# [WHAT THIS TASK INVOLVES]
Pick out each line in the listing below that contains the word "stem" and copy those lines.

# [RECORDS TO PROCESS]

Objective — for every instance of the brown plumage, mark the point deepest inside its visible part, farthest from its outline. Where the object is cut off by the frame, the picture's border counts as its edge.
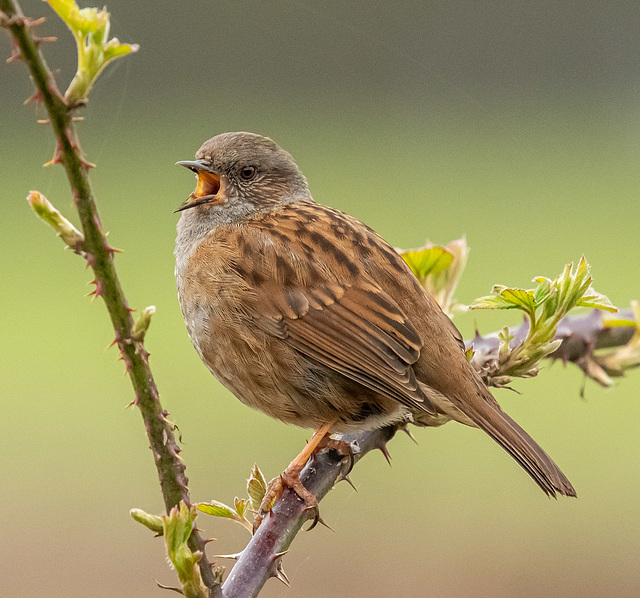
(307, 314)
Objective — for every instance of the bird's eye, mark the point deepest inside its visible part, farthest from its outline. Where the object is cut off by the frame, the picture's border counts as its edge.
(247, 172)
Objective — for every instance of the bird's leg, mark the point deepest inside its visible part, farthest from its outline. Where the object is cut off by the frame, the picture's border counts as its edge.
(290, 478)
(342, 447)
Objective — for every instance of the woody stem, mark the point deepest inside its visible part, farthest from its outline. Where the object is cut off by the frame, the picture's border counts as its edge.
(171, 469)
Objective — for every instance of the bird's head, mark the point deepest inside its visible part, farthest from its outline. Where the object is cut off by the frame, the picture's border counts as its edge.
(241, 173)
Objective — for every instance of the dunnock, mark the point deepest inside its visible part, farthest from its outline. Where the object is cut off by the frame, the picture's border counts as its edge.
(310, 316)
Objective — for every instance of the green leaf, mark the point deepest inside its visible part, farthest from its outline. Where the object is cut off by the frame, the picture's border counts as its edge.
(90, 28)
(428, 260)
(153, 522)
(492, 302)
(256, 487)
(177, 527)
(241, 506)
(218, 509)
(597, 301)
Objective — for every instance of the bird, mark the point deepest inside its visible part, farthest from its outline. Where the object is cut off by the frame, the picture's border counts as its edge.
(308, 315)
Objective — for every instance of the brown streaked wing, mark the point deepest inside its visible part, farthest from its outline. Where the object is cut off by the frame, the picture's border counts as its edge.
(363, 335)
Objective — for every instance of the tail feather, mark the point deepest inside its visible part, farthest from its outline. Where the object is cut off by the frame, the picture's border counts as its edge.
(526, 451)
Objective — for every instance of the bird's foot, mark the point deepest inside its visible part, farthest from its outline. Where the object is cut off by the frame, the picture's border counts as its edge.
(342, 447)
(287, 479)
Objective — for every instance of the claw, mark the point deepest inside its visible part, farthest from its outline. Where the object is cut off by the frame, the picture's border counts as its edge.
(405, 428)
(347, 479)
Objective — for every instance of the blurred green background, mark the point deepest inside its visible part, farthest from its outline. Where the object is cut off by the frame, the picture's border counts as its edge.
(515, 123)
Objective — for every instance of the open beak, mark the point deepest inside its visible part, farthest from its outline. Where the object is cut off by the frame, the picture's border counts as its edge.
(207, 188)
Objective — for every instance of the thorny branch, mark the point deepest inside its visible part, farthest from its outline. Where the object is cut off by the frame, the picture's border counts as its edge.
(99, 256)
(262, 557)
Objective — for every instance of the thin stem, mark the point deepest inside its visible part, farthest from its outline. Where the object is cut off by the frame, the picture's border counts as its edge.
(160, 431)
(261, 558)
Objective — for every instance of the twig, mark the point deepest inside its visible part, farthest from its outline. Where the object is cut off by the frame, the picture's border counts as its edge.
(262, 557)
(99, 255)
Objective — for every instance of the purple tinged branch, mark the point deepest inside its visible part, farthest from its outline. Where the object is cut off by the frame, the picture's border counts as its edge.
(580, 334)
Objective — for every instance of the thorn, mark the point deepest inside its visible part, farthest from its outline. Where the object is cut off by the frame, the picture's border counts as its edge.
(281, 575)
(235, 556)
(405, 428)
(317, 519)
(33, 22)
(36, 97)
(163, 587)
(15, 55)
(98, 291)
(383, 449)
(111, 250)
(347, 479)
(41, 40)
(278, 555)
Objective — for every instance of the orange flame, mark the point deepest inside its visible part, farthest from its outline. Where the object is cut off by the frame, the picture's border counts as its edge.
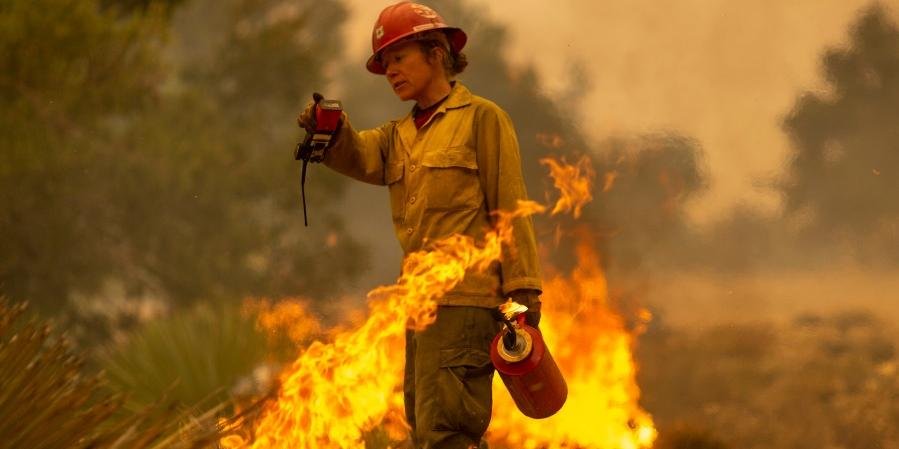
(336, 392)
(574, 182)
(592, 347)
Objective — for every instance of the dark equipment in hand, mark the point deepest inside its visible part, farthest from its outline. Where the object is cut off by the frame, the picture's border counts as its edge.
(325, 121)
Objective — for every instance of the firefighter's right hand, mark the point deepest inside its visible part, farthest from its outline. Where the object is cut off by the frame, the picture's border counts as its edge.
(306, 119)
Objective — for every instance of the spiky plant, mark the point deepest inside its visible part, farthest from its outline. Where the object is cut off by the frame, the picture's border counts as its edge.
(48, 402)
(201, 355)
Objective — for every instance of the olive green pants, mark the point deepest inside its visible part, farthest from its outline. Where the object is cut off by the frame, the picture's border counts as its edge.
(448, 378)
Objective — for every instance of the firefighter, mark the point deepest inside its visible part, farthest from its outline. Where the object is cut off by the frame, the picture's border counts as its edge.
(450, 162)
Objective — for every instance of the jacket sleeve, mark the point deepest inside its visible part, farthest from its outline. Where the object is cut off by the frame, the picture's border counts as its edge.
(361, 154)
(499, 166)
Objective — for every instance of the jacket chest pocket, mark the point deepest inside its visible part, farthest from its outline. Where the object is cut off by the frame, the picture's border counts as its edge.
(393, 174)
(452, 180)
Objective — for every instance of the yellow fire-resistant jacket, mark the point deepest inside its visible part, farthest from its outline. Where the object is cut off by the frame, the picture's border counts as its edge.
(446, 178)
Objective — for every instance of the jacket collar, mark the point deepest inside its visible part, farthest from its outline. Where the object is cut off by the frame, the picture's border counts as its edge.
(459, 97)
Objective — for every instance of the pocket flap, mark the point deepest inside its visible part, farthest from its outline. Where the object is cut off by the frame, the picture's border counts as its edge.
(467, 357)
(393, 172)
(451, 157)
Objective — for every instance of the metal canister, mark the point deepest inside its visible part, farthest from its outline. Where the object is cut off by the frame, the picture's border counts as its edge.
(528, 370)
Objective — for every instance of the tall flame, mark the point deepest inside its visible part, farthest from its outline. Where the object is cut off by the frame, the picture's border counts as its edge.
(336, 392)
(592, 346)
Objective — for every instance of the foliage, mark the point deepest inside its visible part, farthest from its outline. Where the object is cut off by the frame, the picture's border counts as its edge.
(209, 353)
(845, 154)
(47, 402)
(819, 381)
(67, 69)
(131, 156)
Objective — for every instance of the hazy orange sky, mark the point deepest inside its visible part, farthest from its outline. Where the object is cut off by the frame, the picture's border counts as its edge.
(722, 72)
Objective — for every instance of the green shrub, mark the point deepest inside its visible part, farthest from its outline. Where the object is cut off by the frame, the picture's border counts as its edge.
(48, 402)
(192, 357)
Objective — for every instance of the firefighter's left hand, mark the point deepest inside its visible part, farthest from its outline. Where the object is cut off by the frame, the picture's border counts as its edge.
(305, 119)
(530, 299)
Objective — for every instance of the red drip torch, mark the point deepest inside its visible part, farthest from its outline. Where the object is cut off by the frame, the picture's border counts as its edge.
(325, 121)
(524, 363)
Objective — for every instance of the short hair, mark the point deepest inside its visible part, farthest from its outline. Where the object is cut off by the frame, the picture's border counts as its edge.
(453, 62)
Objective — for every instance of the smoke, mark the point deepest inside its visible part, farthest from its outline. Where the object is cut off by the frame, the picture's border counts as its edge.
(846, 143)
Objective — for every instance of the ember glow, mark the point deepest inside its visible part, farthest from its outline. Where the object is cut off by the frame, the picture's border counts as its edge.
(592, 347)
(573, 181)
(336, 392)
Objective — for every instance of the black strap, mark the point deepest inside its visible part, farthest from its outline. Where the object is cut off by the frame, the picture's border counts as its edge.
(303, 190)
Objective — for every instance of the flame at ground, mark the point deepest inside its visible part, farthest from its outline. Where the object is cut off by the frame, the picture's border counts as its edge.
(336, 392)
(592, 347)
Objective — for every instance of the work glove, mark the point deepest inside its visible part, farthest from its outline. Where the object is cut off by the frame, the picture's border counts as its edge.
(530, 299)
(306, 118)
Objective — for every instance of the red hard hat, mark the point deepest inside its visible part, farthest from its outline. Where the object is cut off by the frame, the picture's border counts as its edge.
(403, 20)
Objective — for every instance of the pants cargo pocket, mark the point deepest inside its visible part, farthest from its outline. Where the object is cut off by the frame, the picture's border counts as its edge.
(464, 385)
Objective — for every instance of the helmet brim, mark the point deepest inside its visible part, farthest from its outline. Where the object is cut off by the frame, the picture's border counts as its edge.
(457, 40)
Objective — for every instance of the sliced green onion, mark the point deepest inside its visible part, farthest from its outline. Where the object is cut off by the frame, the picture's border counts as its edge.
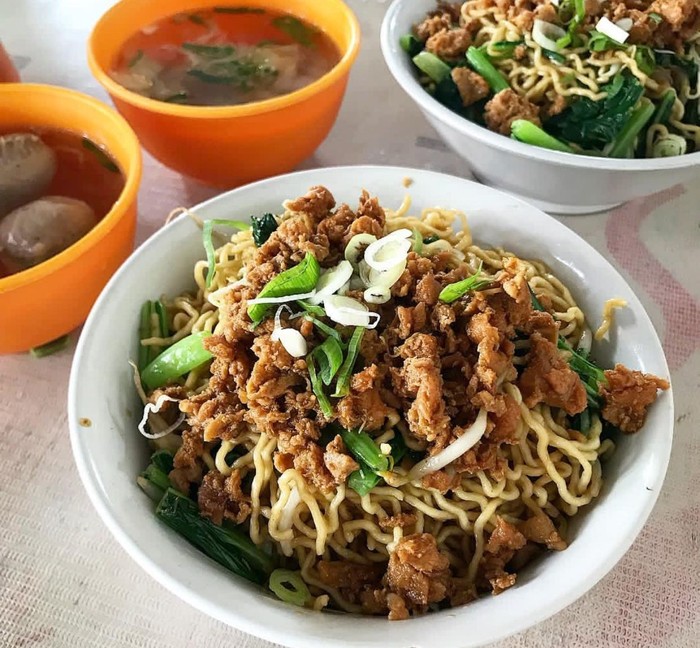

# [SOLUTION TO THIS PROBLEM]
Objective — for every instance of the woody stem, mark the point deepest inside its visible part, farthest from its outline. Where the object is cut off by the frame, the picture's border counts as its edge.
Objective — for every instance of the thin stem, mark the point deepest inside its visible part, farthest from its outline. Where the object is cut off by the frame, the picture's border counts as its edge.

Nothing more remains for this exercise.